### PASSAGE TO READ
========================================

Windows Incident Response: Consistency

I've worked a lot of places over the years, all for varying lengths of time. While this worked against me in the early days, with potential employers wondering why I didn't stay longer at my previous employer, and wondering how long I'd potentially stay with them, this became less of an issue later in my career.

During my career in the private sector, I've run vulnerability assessments, and spent over 26 yrs in digital forensics and incident response, some in FTE roles, and much more in consultant roles.

In 2006, I started in a DFIR consulting role at ISS, which evolved 6 months later when the company purchase by IBM was completed. I then became a "plank owner" of the IBM ISS X-Force ERS team, one of the original members of the team, even before we expanded. When I started, I was provided with a complete outfitting of equipment, including (but not limited to) write-blockers, cabling, laptops, and dongles for EnCase 4.22, EnCase 6.19, and FTK. As our team grew in size, everyone received similar (albeit updated, in some cases) equipment. When I started at ISS, I was one of 4 responders, and we each did our own thing when it came to analysis. There was little in the way of cross-pollination, sharing of experiences, etc. As the new team began to grow, it was a bit before some of us saw the need for consistency across the team.

In 2007, members of our team became certified to conduct PCI forensic investigations, which were subject to very stringent (and somewhat arbitrary) timelines. As part of this, Chris and I developed a process that we shared with all of the team members, using EnCase to conduct all of the searches required by Visa (driving the whole PCI effort at the time), not just the mandatory the credit card number searches. The idea was, in part, to remove the need for individual analysts to have to try to figure out what to do, by giving them a common, documented step-by-step process for completing all of the required activities in a consistent manner. This way, if issues arose, they were easier to troubleshoot. More importantly, having a consistent process meant that there was less room for guesswork, and we had confidence that as long as the process was followed, we'd be able to meet our obligations regarding timeliness. This also left more time for analysts to uncover things like initial access, and other pertinent information, because the guesswork of "what to do next" in order to meet Visa's requirements was no longer something analysts needed to concern themselves with.

In 2013, I started at <company>, on a team that was already well-established. This team was responsible for developing and actively employing the EDR technology used by the company, and this was used to drastically reduce the scoping of "targeted threat actor" incidents, at which point, triage or full forensics of specific systems could take place. For example, one incident involved 15,000 endpoints in a global infrastructure, and we found that the threat actor had "touched" 8 of the systems, and "been on" only 2. Few members of the team, at the time, had actual hands-on experience with truly in-depth DF work, and there was very little in the way of sharing of tools, techniques, and processes between analysts. There was no documentation, little cross-pollination, and some issues with consistency in the use of the analysis framework. Every now and then, someone might share a tidbit here and there, but different analysts had different ways of using the framework. For example, one analyst might tag something they hadn't seen before as "unknown", where another would tag it as definitely "malicious", with the thought of going back and researching those items a bit more...and often, they didn't. They remained marked the way they were, so when those same indicators showed up on another engagement for another analyst, it was pretty much guaranteed that you'd see a mix of "unknown", "malicious", and "benign" from previous engagements.

========================================

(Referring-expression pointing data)
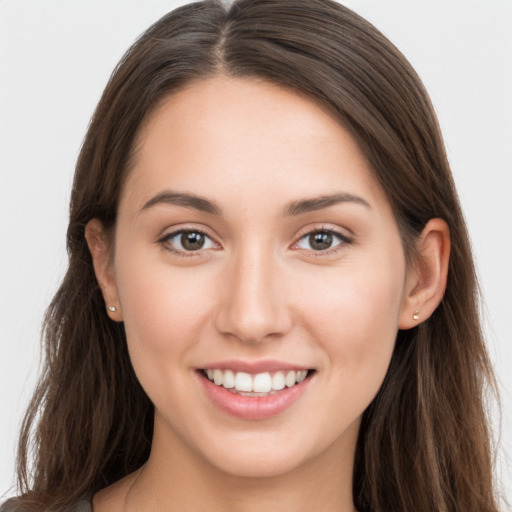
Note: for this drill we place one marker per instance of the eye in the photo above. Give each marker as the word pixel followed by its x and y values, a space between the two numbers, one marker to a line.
pixel 188 241
pixel 321 240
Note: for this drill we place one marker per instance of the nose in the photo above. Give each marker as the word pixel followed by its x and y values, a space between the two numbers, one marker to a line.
pixel 253 304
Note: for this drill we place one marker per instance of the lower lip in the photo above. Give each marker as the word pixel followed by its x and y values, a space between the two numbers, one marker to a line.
pixel 253 407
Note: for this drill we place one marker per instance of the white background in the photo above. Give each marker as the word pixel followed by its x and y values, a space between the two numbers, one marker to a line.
pixel 55 58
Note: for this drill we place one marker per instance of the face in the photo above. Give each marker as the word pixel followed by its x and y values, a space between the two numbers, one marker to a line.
pixel 255 249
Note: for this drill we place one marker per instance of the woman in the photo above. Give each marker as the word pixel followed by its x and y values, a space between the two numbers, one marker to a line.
pixel 270 300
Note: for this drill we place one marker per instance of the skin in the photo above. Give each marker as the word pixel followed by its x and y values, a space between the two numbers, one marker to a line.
pixel 257 290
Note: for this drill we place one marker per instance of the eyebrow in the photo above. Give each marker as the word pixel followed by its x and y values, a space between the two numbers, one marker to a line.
pixel 321 202
pixel 294 208
pixel 183 199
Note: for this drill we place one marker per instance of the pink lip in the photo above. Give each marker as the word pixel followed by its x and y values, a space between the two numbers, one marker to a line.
pixel 252 408
pixel 253 367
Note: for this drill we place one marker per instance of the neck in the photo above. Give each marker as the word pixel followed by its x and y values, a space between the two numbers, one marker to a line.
pixel 177 478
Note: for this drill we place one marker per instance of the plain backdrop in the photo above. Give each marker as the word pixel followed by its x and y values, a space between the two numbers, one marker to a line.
pixel 55 59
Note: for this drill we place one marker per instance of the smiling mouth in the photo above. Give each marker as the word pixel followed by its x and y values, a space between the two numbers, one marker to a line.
pixel 256 385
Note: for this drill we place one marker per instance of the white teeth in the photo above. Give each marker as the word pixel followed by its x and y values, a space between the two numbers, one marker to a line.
pixel 290 379
pixel 229 379
pixel 278 381
pixel 259 383
pixel 300 375
pixel 243 382
pixel 262 383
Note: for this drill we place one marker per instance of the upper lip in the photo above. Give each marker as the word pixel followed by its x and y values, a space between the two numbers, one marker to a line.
pixel 254 367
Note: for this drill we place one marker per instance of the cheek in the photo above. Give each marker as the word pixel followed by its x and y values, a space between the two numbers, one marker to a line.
pixel 355 318
pixel 162 310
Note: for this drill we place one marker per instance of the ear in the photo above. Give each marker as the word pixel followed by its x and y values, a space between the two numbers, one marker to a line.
pixel 426 281
pixel 100 248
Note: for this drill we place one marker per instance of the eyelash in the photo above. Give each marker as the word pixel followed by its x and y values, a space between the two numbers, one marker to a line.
pixel 164 242
pixel 343 240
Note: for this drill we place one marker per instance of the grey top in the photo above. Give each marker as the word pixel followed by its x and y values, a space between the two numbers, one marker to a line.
pixel 84 505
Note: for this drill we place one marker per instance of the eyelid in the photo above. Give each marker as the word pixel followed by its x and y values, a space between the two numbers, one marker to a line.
pixel 163 240
pixel 338 233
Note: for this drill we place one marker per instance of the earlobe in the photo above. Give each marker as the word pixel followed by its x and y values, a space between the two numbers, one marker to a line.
pixel 99 246
pixel 426 281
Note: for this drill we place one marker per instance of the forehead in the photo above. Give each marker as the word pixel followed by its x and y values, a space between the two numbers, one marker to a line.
pixel 236 138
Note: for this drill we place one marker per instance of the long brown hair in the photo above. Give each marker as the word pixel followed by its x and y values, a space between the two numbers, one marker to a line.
pixel 424 443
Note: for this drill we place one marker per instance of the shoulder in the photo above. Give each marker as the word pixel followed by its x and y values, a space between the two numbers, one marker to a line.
pixel 84 505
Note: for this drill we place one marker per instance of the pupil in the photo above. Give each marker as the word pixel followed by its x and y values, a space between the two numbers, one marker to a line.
pixel 192 241
pixel 320 241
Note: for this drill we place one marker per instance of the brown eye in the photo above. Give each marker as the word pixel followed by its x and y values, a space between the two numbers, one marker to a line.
pixel 188 241
pixel 320 241
pixel 192 240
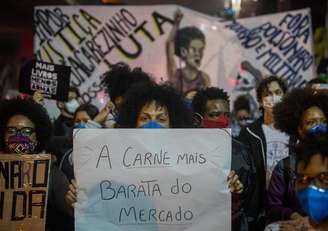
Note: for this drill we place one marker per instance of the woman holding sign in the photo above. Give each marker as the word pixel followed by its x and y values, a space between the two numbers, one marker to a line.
pixel 25 128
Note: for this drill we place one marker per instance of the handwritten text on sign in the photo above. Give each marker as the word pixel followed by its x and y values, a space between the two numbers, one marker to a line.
pixel 23 191
pixel 163 179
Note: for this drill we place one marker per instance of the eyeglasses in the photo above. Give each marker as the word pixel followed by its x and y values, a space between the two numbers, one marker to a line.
pixel 26 131
pixel 320 180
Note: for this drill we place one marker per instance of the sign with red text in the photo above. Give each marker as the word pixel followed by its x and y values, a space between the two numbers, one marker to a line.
pixel 51 80
pixel 152 179
pixel 234 55
pixel 23 191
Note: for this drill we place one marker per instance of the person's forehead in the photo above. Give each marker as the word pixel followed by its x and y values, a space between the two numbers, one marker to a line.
pixel 72 94
pixel 20 121
pixel 217 104
pixel 316 165
pixel 196 43
pixel 153 107
pixel 313 112
pixel 81 115
pixel 243 112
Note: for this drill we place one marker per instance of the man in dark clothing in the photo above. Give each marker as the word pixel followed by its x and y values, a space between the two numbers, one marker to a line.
pixel 263 140
pixel 211 105
pixel 63 124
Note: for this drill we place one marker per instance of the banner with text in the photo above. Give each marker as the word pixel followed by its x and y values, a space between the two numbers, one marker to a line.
pixel 234 55
pixel 23 191
pixel 51 80
pixel 127 180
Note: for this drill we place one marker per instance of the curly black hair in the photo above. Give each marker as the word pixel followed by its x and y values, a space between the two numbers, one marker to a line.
pixel 121 77
pixel 241 103
pixel 263 86
pixel 203 95
pixel 89 108
pixel 184 37
pixel 34 111
pixel 310 146
pixel 288 113
pixel 164 95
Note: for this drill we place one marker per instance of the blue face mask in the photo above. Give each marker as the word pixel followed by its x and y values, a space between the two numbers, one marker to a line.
pixel 152 124
pixel 318 129
pixel 314 202
pixel 80 125
pixel 188 103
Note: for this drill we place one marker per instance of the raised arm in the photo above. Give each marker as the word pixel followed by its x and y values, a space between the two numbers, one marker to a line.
pixel 170 45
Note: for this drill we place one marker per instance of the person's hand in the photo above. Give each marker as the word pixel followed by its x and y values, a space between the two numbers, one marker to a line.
pixel 71 195
pixel 178 15
pixel 235 185
pixel 102 115
pixel 38 97
pixel 296 225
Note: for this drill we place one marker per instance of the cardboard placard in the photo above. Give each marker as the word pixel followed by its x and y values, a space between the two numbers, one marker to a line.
pixel 24 191
pixel 52 80
pixel 152 179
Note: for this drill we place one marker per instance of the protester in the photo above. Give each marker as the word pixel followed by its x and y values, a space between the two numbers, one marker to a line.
pixel 120 79
pixel 211 105
pixel 148 105
pixel 188 44
pixel 25 128
pixel 302 111
pixel 67 109
pixel 154 106
pixel 262 139
pixel 311 186
pixel 242 114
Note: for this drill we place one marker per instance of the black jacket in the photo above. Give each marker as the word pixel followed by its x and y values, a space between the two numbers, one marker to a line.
pixel 244 167
pixel 253 137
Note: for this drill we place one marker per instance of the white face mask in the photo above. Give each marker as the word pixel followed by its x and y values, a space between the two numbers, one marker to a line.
pixel 72 105
pixel 270 101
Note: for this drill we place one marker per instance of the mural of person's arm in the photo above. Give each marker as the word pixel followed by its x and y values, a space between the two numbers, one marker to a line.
pixel 170 45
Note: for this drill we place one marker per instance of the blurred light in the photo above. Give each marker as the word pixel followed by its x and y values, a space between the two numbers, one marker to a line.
pixel 202 26
pixel 110 1
pixel 236 5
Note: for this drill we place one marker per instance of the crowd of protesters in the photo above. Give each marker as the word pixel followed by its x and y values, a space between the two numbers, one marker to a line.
pixel 286 193
pixel 294 196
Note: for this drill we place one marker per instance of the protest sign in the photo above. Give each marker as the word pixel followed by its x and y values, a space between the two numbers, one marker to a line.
pixel 23 191
pixel 51 80
pixel 152 179
pixel 235 55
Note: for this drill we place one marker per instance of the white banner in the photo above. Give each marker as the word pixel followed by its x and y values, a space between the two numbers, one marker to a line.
pixel 236 55
pixel 158 179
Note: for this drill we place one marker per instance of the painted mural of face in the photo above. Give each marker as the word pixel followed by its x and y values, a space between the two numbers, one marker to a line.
pixel 194 54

========================================

Please extend the post on consistency in incident response, starting right after its final sentence. The data is separate from the post on consistency in incident response.

In 2020, I started at a DF/IR consulting company, and spent my first week on-boarding at headquarters. During that time, I made an effort to start engaging with DF analysts, in part to see what tools they were using, and how they were using them. What I found was that almost all of the analysts had at least 4 dongles/licenses to commercial products, and in some cases, a total of 5 (or more). And every analyst had their own way of doing things; one analyst described what they did as an "art". I sat with one analyst as they walked me through how they used one of tools, selecting various artifacts to be parsed. They'd been doing this for some time now, and for every case, they'd go in and manually select each item, from memory. We spent a few minutes working on it together, and we found that the application had a way for analysts to have a set of items be selected every time, in a profile.

Unfortunately, I returned home at the end of that first week, just as the pandemic lockdown was kicking off, and just shy of three months into my tenure, I (and others) were laid off. It took time, but I found an amazing role as the director of the internal SOC for a large consulting company, one that had three levels of SOC analyst. The highest, L3, were responsible for deeper forensic analysis of incidents that had been escalated up by the prior two levels. During my time there, while there were some tools discussed, what became clear to me was that each of the analysts had their own way of doing things, and there was very little in way of documentation (case notes, etc.) or cross-pollination, and there was limited effort to develop a "best practices" approach to analysis, or just something that was employed consistently across the team. As a result, when a "finding" was added to a ticket or report, there was no clear understanding as to how that finding was developed, and when the "how" was dug into, often the results would be different depending upon the analyst.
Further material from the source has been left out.